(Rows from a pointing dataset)
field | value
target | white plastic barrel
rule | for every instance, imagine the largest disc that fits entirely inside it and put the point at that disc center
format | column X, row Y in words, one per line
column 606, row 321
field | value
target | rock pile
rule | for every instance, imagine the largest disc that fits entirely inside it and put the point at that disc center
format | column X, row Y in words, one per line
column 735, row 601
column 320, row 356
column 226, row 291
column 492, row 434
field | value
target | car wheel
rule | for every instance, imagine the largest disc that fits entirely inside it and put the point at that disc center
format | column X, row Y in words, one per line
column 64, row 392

* * *

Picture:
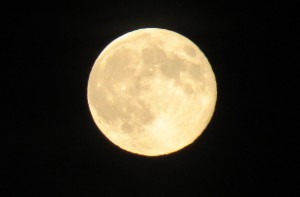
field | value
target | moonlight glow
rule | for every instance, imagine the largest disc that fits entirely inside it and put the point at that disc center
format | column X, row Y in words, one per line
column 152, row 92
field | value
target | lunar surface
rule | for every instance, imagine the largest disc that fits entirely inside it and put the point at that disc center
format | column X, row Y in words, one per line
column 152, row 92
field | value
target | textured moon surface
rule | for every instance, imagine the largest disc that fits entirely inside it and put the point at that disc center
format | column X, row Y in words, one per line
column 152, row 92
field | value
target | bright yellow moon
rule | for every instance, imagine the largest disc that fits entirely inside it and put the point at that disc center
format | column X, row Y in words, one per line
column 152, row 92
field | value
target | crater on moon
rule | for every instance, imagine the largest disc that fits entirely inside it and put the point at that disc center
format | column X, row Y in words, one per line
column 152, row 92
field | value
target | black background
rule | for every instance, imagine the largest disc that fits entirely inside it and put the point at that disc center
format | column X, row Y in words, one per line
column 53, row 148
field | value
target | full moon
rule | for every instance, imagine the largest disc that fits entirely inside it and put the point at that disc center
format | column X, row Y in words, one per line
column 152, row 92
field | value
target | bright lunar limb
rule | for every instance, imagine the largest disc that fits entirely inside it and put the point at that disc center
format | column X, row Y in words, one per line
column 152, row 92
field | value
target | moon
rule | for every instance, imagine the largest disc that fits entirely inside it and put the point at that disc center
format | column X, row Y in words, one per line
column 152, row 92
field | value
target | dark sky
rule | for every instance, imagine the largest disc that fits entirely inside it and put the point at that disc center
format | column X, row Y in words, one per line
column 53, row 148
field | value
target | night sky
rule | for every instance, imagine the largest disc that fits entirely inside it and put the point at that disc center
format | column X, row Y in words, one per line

...

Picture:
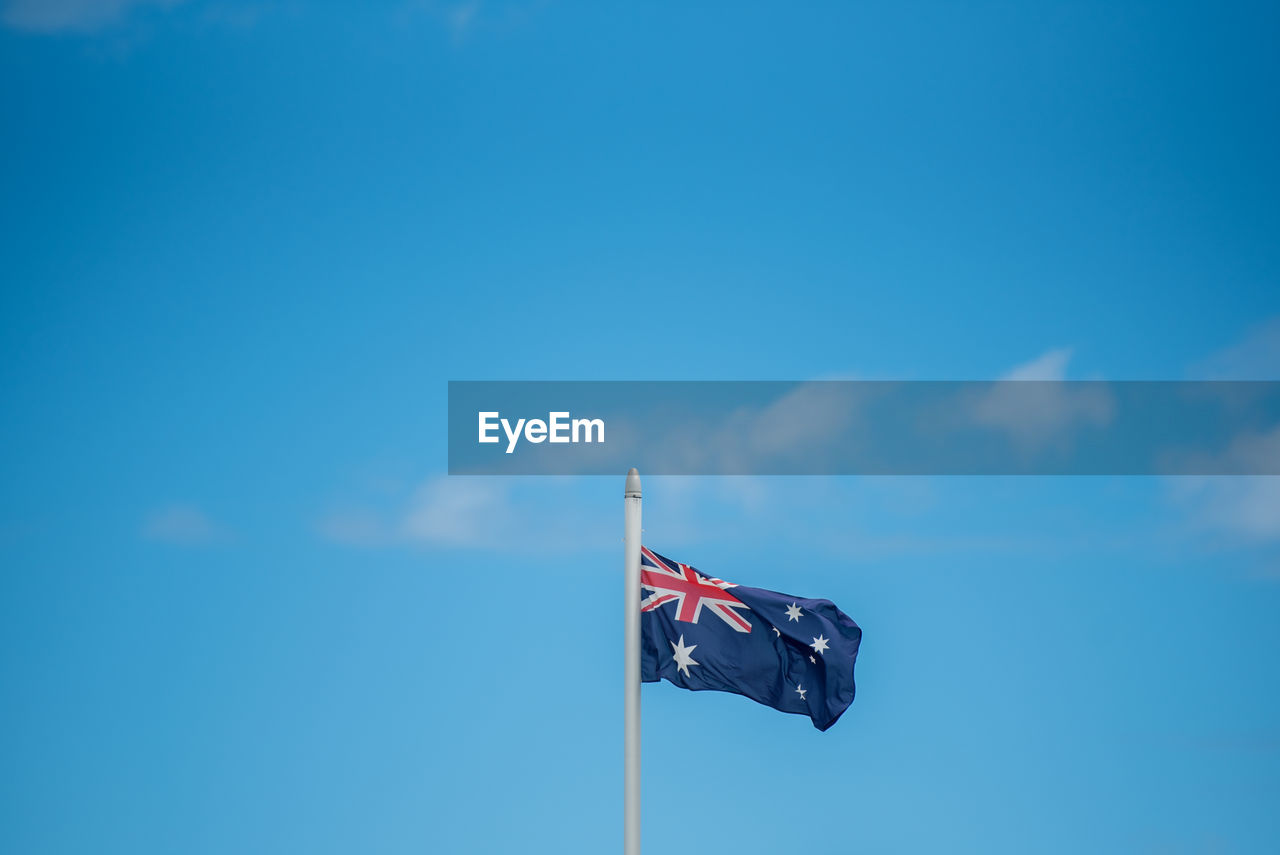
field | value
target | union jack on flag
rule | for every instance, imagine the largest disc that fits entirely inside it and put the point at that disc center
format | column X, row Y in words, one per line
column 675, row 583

▸ STATED GOAL
Report each line in the entries above that contains the word "surface", copying those lines in full.

▸ TASK RESPONSE
target | lunar surface
target | textured moon surface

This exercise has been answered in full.